**WORK REQUIRED:** Render the listing as a numbered list, running from its first line through the line that contains "<point>756,269</point>", with blank lines left out. Leave the pictures out of the answer.

(Records from a dataset)
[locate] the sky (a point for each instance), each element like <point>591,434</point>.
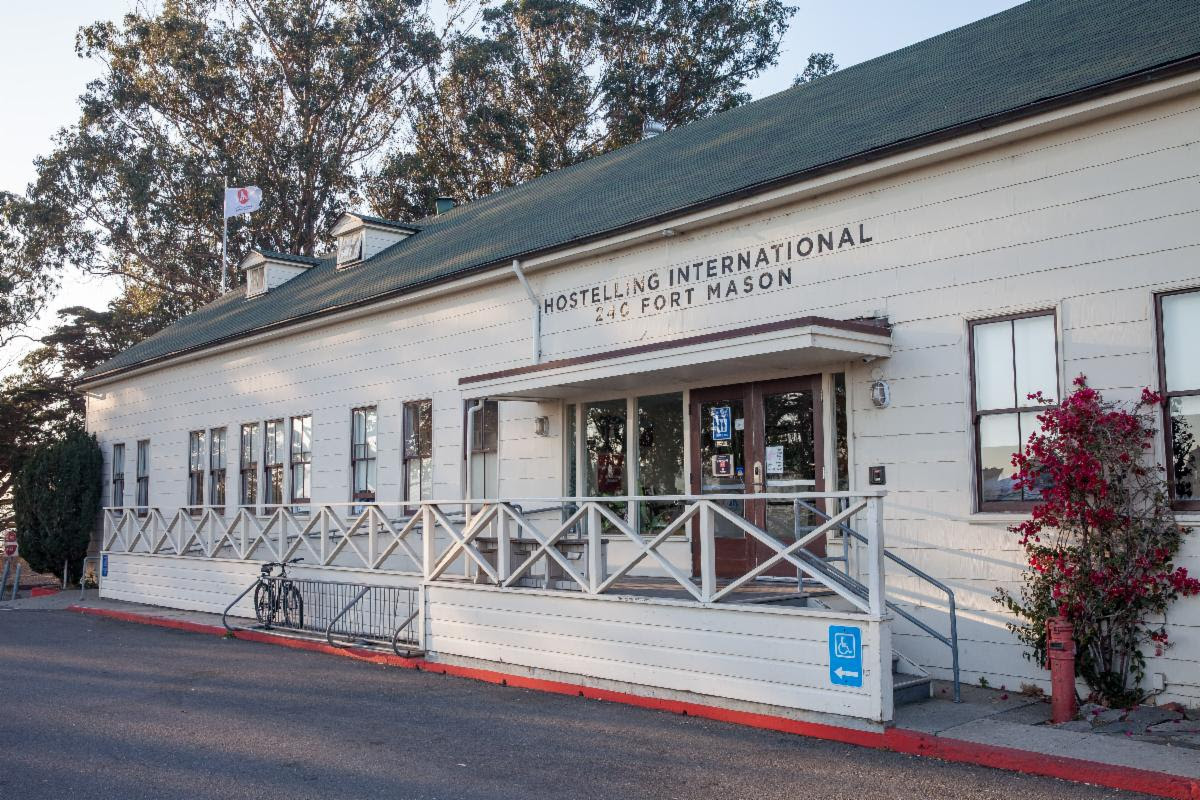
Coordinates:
<point>46,78</point>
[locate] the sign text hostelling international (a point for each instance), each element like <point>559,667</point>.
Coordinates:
<point>732,275</point>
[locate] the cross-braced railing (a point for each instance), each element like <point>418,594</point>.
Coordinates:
<point>359,536</point>
<point>592,524</point>
<point>556,542</point>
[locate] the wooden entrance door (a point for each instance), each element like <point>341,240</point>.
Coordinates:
<point>757,439</point>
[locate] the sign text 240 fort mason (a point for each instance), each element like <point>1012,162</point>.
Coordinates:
<point>756,269</point>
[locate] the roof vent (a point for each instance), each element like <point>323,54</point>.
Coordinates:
<point>360,236</point>
<point>652,127</point>
<point>267,269</point>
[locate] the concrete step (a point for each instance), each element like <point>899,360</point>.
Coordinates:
<point>907,687</point>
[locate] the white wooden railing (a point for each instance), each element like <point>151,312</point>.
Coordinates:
<point>439,540</point>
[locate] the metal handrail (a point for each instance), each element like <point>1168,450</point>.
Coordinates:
<point>952,642</point>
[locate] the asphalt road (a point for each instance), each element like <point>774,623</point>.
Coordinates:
<point>94,708</point>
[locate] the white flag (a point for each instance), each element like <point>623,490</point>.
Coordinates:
<point>243,200</point>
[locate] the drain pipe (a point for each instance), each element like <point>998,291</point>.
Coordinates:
<point>468,456</point>
<point>537,311</point>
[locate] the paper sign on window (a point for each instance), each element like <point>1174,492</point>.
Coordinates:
<point>721,422</point>
<point>775,459</point>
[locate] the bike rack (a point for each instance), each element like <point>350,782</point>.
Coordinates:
<point>329,629</point>
<point>225,615</point>
<point>318,595</point>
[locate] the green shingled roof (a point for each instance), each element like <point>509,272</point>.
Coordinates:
<point>1020,61</point>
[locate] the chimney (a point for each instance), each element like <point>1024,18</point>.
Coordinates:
<point>652,127</point>
<point>265,270</point>
<point>360,236</point>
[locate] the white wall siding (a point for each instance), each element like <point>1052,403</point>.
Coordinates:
<point>767,656</point>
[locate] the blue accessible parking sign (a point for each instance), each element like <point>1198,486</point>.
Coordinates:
<point>845,656</point>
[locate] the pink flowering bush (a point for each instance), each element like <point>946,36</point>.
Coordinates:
<point>1101,542</point>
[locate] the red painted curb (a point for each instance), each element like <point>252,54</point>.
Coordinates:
<point>900,740</point>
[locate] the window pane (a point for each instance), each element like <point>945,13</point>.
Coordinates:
<point>1181,332</point>
<point>841,438</point>
<point>994,366</point>
<point>1030,426</point>
<point>659,457</point>
<point>371,432</point>
<point>605,432</point>
<point>1036,359</point>
<point>569,453</point>
<point>419,428</point>
<point>999,439</point>
<point>1186,446</point>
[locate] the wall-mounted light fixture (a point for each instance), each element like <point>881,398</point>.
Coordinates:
<point>881,394</point>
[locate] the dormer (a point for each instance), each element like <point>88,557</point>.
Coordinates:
<point>360,236</point>
<point>265,270</point>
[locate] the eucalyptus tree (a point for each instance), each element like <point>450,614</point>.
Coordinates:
<point>543,84</point>
<point>295,96</point>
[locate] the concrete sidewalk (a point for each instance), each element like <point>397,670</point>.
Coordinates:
<point>990,727</point>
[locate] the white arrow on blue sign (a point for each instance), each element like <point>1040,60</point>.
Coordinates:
<point>845,655</point>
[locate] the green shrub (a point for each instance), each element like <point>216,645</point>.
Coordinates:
<point>57,501</point>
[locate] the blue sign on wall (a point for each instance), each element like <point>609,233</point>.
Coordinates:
<point>845,656</point>
<point>723,428</point>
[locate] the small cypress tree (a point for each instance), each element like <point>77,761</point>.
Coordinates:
<point>55,500</point>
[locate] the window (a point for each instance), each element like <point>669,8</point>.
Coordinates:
<point>196,470</point>
<point>216,467</point>
<point>659,458</point>
<point>118,498</point>
<point>1179,330</point>
<point>301,458</point>
<point>273,463</point>
<point>364,447</point>
<point>143,475</point>
<point>418,450</point>
<point>1011,359</point>
<point>484,450</point>
<point>247,462</point>
<point>841,438</point>
<point>604,451</point>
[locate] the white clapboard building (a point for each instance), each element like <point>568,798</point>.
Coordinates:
<point>595,426</point>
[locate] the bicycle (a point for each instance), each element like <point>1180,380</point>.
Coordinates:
<point>277,597</point>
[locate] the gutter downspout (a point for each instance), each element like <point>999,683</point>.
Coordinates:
<point>467,488</point>
<point>537,311</point>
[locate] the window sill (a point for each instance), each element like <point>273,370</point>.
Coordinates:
<point>994,517</point>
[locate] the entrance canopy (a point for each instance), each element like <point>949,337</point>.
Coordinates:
<point>783,348</point>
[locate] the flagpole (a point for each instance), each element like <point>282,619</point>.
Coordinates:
<point>225,230</point>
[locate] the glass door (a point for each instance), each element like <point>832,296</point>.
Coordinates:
<point>792,455</point>
<point>757,439</point>
<point>720,453</point>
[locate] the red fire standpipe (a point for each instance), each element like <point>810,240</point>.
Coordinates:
<point>1061,650</point>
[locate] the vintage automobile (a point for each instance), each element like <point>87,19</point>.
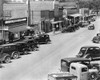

**COMPLETE RESPONSE:**
1. [locate] the sky (a point for each instance), each element like <point>591,434</point>.
2. Coordinates:
3. <point>46,78</point>
4. [locate] the sign text hostelling international (a point for each instance), each element like <point>559,667</point>.
5. Coordinates:
6. <point>732,275</point>
7. [locate] the cross-braced railing (a point for each instance), each element like <point>418,594</point>.
8. Coordinates:
9. <point>359,536</point>
10. <point>592,524</point>
11. <point>556,542</point>
12. [locate] the wooden entrance door (a point for each instance), each element like <point>341,240</point>.
13. Coordinates:
14. <point>757,439</point>
15. [locate] the sign text 240 fort mason (a point for each instance), each element like <point>1012,162</point>.
16. Coordinates:
17. <point>756,269</point>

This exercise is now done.